-- What you will do --
The complete set of records below must be repeated precisely as given.

-- Task data --
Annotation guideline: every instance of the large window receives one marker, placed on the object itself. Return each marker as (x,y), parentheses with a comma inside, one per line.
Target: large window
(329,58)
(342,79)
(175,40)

-- Task answer --
Annotation guideline: every instance of the large window receives one marker, placed on the object itself. Return each marker as (x,y), parentheses with a comma inside, one per line.
Target: large window
(329,58)
(342,79)
(175,40)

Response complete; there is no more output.